_Problem to solve:_ Write out the entries once more, exactly as they appear.
Exercise input below:
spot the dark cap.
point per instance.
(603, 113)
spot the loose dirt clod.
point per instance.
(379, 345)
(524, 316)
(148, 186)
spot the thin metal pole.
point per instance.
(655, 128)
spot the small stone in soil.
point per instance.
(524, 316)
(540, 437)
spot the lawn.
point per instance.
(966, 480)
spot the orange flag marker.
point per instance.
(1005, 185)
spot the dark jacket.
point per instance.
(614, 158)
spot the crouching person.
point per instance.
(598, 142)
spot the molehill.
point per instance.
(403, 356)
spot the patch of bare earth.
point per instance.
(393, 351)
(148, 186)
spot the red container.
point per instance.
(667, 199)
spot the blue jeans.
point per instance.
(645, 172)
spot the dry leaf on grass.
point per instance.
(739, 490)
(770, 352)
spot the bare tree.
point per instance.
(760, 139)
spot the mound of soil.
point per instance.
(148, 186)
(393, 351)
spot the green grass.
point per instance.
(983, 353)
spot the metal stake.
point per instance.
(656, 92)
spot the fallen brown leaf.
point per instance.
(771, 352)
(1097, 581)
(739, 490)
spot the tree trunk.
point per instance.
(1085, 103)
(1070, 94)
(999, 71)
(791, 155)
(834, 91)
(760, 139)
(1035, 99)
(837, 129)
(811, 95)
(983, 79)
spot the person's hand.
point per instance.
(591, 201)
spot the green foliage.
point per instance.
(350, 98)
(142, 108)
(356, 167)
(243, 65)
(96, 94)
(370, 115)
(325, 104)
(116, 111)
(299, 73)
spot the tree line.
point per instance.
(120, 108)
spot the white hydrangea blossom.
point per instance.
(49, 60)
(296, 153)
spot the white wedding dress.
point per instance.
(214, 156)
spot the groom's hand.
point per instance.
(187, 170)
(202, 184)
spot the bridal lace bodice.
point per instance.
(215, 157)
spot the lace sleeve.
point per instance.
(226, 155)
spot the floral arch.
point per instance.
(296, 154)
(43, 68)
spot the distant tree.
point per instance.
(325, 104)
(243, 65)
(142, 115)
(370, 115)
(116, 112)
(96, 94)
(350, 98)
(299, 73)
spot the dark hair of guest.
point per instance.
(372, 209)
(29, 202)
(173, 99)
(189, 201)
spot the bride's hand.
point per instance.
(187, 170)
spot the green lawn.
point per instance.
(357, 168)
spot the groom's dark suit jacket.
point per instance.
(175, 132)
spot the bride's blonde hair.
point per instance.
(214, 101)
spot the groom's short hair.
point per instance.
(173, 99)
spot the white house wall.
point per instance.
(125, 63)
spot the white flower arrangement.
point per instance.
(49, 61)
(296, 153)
End of Exercise input.
_Exercise solution:_
spot the dark cap.
point per instance.
(603, 113)
spot the loose dirt clod.
point per instance.
(379, 345)
(524, 316)
(148, 186)
spot the thin metal pole.
point per instance.
(655, 128)
spot the small stone in soil.
point per instance.
(524, 316)
(540, 437)
spot the lawn.
point per instance.
(966, 480)
spot the orange flag marker.
point per instance.
(1005, 185)
spot the dark jacket.
point per instance.
(614, 158)
spot the crouching person.
point per instance.
(598, 142)
spot the molehill.
point per instance.
(403, 356)
spot the patch of bare earth.
point per instance.
(393, 351)
(148, 186)
spot the red container.
point per instance.
(667, 199)
spot the blue jeans.
point per instance.
(645, 172)
spot the dry leaf on grass.
point per instance.
(739, 490)
(770, 352)
spot the bare tree.
point per instance.
(760, 139)
spot the mound of soil.
point per instance.
(148, 186)
(393, 351)
spot the green grass.
point per instance.
(983, 353)
spot the metal stake.
point per instance.
(656, 92)
spot the fallen brown leaf.
point per instance.
(771, 352)
(1097, 581)
(739, 490)
spot the tree trunk.
point per instance.
(1085, 103)
(1070, 94)
(999, 71)
(791, 155)
(834, 91)
(760, 139)
(1035, 99)
(837, 129)
(811, 95)
(983, 79)
spot the person's hand.
point per instance.
(591, 201)
spot the green foliage.
point per instance.
(350, 98)
(142, 108)
(356, 167)
(243, 65)
(96, 94)
(370, 115)
(325, 104)
(116, 111)
(299, 73)
spot the tree line.
point per instance.
(120, 108)
spot the white hydrangea blossom.
point per instance.
(49, 60)
(296, 153)
spot the white wedding dress.
point per instance.
(214, 156)
spot the groom's hand.
point per instance.
(187, 170)
(202, 184)
spot the bridal lace bodice.
point per instance.
(215, 157)
spot the lace sleeve.
point per instance.
(226, 155)
spot the floral arch.
point per instance.
(296, 154)
(43, 68)
spot the distant tree.
point per instance.
(325, 104)
(243, 65)
(142, 115)
(370, 115)
(116, 112)
(96, 94)
(350, 98)
(299, 73)
spot the dark hair of guest.
point per instance.
(372, 209)
(29, 202)
(173, 99)
(189, 201)
spot the bride's hand.
point per instance.
(187, 170)
spot the green lawn.
point per instance.
(357, 168)
spot the groom's dark suit jacket.
point per instance.
(175, 132)
spot the bride's blonde hair.
point per instance.
(214, 101)
spot the groom's short hair.
point per instance.
(173, 99)
spot the white house wall.
point per instance.
(125, 63)
spot the white flower arrangement.
point per instance.
(49, 61)
(296, 153)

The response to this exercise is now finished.